__Task to complete__.
Please read the workers' compensation passage below and state the role of Mr E Tierney, who gave testimony before Commissioner Hogg.

__Quoted passage__.

▬▬▬▬▬▬▬▬▬▬

9. That the injury was not received on a daily or other periodic journey within the meaning of the Act.
10. Alternatively, that if the Applicant did suffer injury on a journey within the meaning of section 10(3) of the Act, the said injury was caused, partly or wholly, by the fault of the Applicant within the meaning of section 10(1A) of the Act.
11. That the risk of injury was materially increased by such interruption or deviation.
12. That the Applicant's claim is frivolous and has been made without proper justification.
13. The applicant is precluded from receiving compensation by section 9A of the Workers' Compensation Act 1987.
B That the Respondent intends to call evidence and rely on the abovementioned grounds.
C That the Respondent states that the Applicant's particulars are inaccurate or incomplete in the following respects as to the facts contained in paragraphs and the Respondent does not admit the facts alleged in the said paragraphs."
The document did not explain what was meant by "such interruption or deviation" in paragraph A11. As to paragraph C, no "following respects" were stated. Those and other aspects of the amended answer suggest that the most charitable construction of it is that it was a machine-generated piece of boiler plate. Another construction of it, in the light of the denials of injury in paragraphs A1 and A2 and the terms of paragraphs A10 and A12 is that it is, in large measure, cruel and heartless.
The proceedings before Commissioner Hogg
Commissioner Hogg heard evidence on 6 August 1999. Apart from documentary evidence the evidence consisted of the worker's testimony and the testimony of Mr E Tierney, the employer's production manager. Addresses took place on 26 August 1999.
Commissioner Hogg said, in the reasons he gave for his award, that the issues were: was the claim a journey claim; had the injuries arisen out of or in the course of the worker's employment; and was the employment a substantial contributing factor to the injuries.

▬▬▬▬▬▬▬▬▬▬

__Data section__.
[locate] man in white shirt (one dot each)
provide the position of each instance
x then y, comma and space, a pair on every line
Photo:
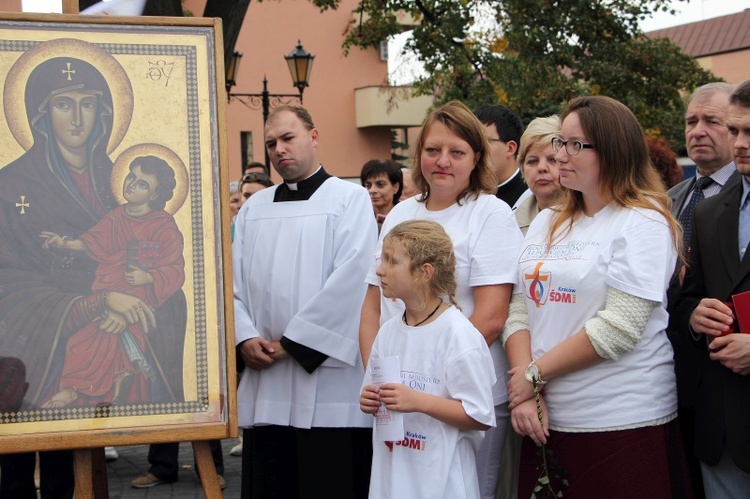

▬▬▬▬▬▬▬▬▬▬

__Exercise response__.
He was the employer's production manager.